Source material:
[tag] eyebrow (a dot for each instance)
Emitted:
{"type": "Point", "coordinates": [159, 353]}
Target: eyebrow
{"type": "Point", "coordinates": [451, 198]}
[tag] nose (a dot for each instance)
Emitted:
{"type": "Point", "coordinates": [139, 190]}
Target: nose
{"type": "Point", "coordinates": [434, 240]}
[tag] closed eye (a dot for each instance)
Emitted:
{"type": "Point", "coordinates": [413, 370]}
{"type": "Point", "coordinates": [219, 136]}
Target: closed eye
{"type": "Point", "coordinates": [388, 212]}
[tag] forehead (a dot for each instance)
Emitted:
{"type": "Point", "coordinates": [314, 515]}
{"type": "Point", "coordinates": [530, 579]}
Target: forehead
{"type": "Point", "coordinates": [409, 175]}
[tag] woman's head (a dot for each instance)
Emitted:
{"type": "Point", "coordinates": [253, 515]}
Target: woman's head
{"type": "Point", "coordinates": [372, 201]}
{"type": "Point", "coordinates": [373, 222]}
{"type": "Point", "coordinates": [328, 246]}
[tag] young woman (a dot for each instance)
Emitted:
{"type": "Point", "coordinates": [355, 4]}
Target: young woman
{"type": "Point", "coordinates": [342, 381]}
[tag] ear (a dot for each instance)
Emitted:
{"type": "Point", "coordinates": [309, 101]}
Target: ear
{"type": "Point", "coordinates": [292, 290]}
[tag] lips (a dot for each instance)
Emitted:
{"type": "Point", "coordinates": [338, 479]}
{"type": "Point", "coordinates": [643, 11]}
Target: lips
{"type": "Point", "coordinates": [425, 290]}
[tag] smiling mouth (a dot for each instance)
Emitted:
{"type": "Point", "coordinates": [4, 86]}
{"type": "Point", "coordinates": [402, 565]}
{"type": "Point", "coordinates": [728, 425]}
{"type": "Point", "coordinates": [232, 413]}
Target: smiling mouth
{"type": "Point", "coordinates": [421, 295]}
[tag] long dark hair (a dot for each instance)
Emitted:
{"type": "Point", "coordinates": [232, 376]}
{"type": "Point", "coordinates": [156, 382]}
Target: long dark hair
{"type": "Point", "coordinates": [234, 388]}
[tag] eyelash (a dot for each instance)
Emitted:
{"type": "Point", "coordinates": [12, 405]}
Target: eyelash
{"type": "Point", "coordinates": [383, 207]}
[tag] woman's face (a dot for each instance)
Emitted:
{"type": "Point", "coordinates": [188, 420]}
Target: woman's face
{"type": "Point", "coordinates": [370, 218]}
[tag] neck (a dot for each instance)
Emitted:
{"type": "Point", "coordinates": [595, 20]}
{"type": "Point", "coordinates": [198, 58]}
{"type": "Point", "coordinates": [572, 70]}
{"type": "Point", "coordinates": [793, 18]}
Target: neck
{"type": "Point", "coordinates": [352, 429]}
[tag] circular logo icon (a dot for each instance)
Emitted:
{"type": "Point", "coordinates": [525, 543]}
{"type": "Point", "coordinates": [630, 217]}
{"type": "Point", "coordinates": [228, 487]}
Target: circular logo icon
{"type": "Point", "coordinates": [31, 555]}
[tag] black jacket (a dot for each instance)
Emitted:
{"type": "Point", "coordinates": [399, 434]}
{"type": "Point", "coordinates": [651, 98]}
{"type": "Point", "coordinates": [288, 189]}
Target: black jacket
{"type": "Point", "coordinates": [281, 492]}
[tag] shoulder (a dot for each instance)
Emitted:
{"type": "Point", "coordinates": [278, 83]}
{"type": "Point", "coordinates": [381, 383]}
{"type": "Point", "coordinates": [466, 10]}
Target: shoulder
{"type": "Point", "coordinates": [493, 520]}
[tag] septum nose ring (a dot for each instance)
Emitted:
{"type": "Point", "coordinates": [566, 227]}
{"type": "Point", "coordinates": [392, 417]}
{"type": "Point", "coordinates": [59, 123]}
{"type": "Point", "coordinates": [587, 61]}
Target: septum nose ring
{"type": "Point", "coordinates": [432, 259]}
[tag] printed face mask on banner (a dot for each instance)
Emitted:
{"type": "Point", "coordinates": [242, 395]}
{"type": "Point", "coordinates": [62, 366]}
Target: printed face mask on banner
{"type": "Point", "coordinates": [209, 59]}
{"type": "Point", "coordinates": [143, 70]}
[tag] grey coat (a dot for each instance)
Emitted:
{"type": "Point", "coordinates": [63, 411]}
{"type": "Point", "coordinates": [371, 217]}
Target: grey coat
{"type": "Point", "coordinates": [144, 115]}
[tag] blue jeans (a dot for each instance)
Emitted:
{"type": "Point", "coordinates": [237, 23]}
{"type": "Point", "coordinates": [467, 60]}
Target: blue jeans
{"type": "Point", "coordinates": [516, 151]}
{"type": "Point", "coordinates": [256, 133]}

The request:
Extract every line from the one with "[tag] circular logo" down to the final line above, both included, exactly as written.

Written reply:
[tag] circular logo icon (a dot for each instance)
Emitted:
{"type": "Point", "coordinates": [525, 543]}
{"type": "Point", "coordinates": [630, 217]}
{"type": "Point", "coordinates": [228, 487]}
Target: circular logo icon
{"type": "Point", "coordinates": [31, 555]}
[tag] black jacket (a dot for each instance)
Emitted:
{"type": "Point", "coordinates": [399, 434]}
{"type": "Point", "coordinates": [651, 98]}
{"type": "Point", "coordinates": [288, 189]}
Target: black jacket
{"type": "Point", "coordinates": [281, 492]}
[tag] shoulder (a dot for each instance)
Emitted:
{"type": "Point", "coordinates": [278, 83]}
{"type": "Point", "coordinates": [381, 383]}
{"type": "Point", "coordinates": [466, 10]}
Target: shoulder
{"type": "Point", "coordinates": [493, 520]}
[tag] septum nose ring (a dot for each instance)
Emitted:
{"type": "Point", "coordinates": [566, 227]}
{"type": "Point", "coordinates": [392, 417]}
{"type": "Point", "coordinates": [59, 123]}
{"type": "Point", "coordinates": [587, 61]}
Target: septum nose ring
{"type": "Point", "coordinates": [432, 259]}
[tag] printed face mask on banner (a dot for each instance)
Emitted:
{"type": "Point", "coordinates": [242, 395]}
{"type": "Point", "coordinates": [62, 366]}
Target: printed face mask on banner
{"type": "Point", "coordinates": [209, 59]}
{"type": "Point", "coordinates": [143, 70]}
[tag] grey coat (a dot for each instance)
Emitted:
{"type": "Point", "coordinates": [63, 411]}
{"type": "Point", "coordinates": [371, 217]}
Target: grey coat
{"type": "Point", "coordinates": [144, 115]}
[tag] blue jeans (a dot for each instance)
Emitted:
{"type": "Point", "coordinates": [237, 23]}
{"type": "Point", "coordinates": [467, 60]}
Target: blue jeans
{"type": "Point", "coordinates": [516, 151]}
{"type": "Point", "coordinates": [256, 133]}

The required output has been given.